PROBLEM: Quote the records word for word, starting at their first line and running through the line that contains "1180), (128, 1150)]", including that line. Give only those lines.
----- EXTRACTED DATA -----
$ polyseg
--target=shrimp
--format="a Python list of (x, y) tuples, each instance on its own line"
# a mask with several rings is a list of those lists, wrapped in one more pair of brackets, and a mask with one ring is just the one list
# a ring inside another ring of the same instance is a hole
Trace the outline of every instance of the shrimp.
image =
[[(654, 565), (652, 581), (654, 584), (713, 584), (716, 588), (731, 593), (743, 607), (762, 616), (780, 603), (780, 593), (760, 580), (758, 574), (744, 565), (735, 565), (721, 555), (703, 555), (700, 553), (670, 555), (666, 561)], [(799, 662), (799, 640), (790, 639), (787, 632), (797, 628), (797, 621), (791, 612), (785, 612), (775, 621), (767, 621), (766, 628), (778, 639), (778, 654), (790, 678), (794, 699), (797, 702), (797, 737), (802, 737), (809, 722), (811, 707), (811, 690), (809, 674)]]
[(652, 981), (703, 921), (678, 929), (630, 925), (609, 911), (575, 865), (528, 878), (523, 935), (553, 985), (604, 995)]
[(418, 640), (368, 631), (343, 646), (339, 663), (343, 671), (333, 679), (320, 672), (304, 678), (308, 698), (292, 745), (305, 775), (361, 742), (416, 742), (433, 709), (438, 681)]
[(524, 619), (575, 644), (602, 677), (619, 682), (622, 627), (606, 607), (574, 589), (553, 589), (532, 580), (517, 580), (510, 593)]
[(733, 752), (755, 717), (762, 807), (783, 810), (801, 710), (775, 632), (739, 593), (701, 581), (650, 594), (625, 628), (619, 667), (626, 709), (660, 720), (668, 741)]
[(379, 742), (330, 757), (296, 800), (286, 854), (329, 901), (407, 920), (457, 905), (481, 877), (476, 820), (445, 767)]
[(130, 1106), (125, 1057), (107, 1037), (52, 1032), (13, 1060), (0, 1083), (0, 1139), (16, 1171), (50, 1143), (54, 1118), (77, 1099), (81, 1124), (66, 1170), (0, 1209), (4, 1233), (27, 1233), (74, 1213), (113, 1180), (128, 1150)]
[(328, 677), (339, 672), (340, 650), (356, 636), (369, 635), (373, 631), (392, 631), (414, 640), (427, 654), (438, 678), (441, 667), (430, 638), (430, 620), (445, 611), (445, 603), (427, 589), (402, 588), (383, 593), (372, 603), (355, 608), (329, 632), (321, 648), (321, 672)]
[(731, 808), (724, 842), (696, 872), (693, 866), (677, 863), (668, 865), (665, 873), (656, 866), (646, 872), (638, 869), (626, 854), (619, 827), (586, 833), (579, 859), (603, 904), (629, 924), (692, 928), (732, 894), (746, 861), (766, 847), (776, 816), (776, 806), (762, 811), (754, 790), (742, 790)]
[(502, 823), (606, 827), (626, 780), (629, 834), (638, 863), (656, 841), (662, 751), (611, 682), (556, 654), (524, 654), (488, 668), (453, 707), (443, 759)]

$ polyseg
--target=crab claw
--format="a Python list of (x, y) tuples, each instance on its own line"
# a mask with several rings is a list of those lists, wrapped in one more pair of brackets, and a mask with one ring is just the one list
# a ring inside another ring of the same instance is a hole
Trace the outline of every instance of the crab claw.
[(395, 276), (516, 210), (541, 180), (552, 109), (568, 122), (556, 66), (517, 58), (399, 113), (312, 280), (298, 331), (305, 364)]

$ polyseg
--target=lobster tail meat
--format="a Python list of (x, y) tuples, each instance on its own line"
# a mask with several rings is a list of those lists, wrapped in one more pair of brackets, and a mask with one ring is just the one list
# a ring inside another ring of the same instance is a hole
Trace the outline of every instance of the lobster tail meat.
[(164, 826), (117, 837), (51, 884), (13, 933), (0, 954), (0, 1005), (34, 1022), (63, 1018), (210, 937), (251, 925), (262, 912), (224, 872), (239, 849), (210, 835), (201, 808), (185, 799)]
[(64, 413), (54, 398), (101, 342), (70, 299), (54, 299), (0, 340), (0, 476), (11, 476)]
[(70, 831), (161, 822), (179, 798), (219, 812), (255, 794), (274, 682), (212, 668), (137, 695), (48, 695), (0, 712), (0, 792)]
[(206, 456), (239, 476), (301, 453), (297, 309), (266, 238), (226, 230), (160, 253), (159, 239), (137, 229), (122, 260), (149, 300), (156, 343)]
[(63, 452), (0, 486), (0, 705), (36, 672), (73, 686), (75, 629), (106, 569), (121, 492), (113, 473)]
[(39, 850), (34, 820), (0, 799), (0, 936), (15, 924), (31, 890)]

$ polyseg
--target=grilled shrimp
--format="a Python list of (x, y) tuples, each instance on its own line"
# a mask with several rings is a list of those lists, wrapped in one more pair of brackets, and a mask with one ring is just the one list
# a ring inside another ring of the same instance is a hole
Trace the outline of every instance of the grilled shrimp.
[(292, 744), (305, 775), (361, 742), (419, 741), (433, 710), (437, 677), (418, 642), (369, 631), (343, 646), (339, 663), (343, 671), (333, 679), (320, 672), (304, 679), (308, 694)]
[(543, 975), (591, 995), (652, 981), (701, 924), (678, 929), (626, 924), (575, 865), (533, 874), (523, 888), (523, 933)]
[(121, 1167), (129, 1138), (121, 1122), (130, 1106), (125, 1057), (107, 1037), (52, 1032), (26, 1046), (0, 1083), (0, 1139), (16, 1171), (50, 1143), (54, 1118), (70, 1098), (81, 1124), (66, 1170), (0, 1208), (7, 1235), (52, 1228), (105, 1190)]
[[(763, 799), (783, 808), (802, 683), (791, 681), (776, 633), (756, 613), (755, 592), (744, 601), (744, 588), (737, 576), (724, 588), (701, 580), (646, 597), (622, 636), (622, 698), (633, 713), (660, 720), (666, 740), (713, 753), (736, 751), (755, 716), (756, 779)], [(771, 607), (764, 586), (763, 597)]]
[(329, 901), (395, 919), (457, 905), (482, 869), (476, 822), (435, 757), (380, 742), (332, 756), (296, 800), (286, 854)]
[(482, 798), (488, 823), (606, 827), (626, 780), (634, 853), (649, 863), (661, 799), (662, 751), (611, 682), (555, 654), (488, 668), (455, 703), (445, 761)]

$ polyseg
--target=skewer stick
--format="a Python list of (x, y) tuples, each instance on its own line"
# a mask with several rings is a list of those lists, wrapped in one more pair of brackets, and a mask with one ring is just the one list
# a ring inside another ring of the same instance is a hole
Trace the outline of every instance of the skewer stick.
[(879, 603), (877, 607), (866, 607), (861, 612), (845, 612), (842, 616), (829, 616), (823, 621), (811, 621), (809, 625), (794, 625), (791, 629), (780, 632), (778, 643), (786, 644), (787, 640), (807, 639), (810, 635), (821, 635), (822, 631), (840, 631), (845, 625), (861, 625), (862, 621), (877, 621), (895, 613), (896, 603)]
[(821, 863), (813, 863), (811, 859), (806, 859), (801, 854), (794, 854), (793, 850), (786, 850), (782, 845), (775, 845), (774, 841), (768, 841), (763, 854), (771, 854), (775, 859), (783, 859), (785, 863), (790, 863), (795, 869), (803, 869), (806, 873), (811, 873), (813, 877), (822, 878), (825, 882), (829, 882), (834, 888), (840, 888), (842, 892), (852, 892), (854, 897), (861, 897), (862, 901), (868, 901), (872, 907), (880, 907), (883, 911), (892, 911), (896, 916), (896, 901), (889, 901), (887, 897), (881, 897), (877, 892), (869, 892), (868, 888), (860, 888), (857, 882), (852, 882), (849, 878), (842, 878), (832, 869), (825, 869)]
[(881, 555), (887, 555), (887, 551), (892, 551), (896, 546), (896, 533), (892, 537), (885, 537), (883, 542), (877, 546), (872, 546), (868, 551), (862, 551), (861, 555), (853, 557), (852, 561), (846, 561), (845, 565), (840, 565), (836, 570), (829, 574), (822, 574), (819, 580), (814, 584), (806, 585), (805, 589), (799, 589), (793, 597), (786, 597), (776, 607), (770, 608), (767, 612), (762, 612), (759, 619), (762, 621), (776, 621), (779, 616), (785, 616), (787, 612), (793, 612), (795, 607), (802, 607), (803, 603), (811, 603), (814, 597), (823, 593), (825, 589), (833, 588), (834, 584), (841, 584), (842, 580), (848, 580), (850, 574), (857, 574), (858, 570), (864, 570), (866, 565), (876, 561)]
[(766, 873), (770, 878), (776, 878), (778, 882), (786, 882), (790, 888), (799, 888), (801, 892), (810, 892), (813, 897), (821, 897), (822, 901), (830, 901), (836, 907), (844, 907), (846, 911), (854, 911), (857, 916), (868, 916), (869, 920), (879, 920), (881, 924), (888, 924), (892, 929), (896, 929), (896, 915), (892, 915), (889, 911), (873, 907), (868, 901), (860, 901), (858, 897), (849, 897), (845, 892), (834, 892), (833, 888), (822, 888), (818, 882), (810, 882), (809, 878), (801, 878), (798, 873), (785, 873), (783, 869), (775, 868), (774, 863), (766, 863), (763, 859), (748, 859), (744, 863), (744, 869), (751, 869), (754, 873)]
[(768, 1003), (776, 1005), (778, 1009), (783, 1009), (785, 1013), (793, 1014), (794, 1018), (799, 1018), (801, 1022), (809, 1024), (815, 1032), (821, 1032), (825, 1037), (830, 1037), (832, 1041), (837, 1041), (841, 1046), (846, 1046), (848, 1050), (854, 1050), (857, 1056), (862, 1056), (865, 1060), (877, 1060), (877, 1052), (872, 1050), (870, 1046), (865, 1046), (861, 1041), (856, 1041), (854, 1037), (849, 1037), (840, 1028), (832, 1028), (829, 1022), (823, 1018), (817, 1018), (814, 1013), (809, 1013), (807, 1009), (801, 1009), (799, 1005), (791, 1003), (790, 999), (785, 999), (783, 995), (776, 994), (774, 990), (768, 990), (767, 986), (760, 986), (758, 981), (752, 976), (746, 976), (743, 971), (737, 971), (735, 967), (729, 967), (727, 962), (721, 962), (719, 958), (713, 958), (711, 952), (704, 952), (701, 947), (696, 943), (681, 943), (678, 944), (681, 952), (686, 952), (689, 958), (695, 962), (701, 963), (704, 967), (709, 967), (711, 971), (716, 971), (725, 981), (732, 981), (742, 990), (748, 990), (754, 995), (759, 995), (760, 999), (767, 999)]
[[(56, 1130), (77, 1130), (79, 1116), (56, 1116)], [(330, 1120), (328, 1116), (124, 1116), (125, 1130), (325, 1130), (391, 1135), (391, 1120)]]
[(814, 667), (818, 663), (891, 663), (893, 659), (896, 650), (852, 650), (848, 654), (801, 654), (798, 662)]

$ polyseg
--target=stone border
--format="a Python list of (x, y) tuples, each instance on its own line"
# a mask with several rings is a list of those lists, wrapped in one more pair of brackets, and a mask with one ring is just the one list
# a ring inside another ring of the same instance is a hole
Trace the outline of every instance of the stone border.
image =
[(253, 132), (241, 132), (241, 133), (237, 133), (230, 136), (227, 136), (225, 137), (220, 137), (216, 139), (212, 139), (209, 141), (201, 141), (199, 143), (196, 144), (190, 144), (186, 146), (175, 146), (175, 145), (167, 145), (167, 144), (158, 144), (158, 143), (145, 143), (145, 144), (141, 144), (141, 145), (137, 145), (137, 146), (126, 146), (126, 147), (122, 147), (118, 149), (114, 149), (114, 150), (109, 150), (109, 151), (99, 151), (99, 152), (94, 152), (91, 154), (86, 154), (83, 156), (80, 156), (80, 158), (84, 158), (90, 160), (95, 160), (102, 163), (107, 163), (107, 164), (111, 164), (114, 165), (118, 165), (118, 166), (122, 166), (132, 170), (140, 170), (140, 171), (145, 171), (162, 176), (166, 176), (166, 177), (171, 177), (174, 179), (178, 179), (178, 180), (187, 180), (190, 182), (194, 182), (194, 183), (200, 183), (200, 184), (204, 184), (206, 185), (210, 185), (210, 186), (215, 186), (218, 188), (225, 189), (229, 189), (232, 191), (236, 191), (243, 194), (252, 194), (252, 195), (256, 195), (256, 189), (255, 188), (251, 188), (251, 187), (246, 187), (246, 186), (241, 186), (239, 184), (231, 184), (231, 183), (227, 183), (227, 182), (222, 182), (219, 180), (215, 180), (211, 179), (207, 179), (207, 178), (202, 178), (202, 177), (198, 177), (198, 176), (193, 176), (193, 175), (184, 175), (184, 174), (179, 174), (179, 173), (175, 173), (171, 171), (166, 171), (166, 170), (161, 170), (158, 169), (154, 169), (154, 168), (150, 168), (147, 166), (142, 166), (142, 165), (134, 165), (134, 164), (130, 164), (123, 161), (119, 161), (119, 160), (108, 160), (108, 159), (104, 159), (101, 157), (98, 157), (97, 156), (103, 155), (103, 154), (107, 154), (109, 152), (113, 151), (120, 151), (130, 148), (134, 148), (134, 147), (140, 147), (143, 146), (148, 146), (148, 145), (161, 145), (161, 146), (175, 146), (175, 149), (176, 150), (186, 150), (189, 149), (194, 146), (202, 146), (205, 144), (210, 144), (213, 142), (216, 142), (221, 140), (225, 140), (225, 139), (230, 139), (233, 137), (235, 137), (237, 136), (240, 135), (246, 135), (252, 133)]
-----
RESPONSE TO THIS TASK:
$ polyseg
--target=shrimp
--format="a Python list of (x, y) tuples, each instance on its own line"
# a mask with several rings is a list of those lists, wrapped in one more pair of brackets, and a mask with one ring is just the one list
# a ring inside another ring of the same instance is a hole
Trace the outline of every instance of the shrimp.
image =
[[(654, 565), (652, 581), (654, 584), (713, 584), (716, 588), (731, 593), (743, 607), (762, 616), (780, 603), (780, 593), (760, 580), (758, 574), (744, 565), (735, 565), (721, 555), (703, 555), (700, 553), (670, 555), (666, 561)], [(799, 662), (799, 640), (790, 639), (787, 632), (797, 628), (797, 621), (791, 612), (785, 612), (775, 621), (767, 621), (766, 628), (778, 639), (778, 654), (790, 678), (794, 699), (797, 702), (797, 737), (802, 737), (809, 722), (811, 707), (811, 690), (809, 674)]]
[(652, 981), (703, 921), (678, 929), (630, 925), (609, 911), (575, 865), (528, 878), (523, 935), (553, 985), (604, 995)]
[(418, 640), (368, 631), (343, 646), (339, 663), (343, 671), (333, 679), (320, 672), (304, 678), (308, 698), (292, 745), (305, 775), (361, 742), (416, 742), (433, 709), (438, 681)]
[(524, 619), (575, 644), (602, 677), (619, 682), (622, 627), (606, 607), (574, 589), (553, 589), (532, 580), (517, 580), (510, 593)]
[(733, 752), (755, 717), (762, 807), (783, 810), (801, 710), (775, 632), (739, 593), (701, 581), (650, 594), (625, 628), (619, 667), (626, 709), (660, 720), (668, 741)]
[(379, 742), (330, 757), (296, 800), (286, 854), (329, 901), (407, 920), (457, 905), (481, 877), (476, 820), (445, 767)]
[(130, 1106), (125, 1057), (107, 1037), (52, 1032), (13, 1060), (0, 1083), (0, 1139), (16, 1171), (50, 1143), (54, 1118), (77, 1099), (81, 1124), (66, 1170), (0, 1209), (4, 1233), (27, 1233), (74, 1213), (113, 1180), (128, 1150)]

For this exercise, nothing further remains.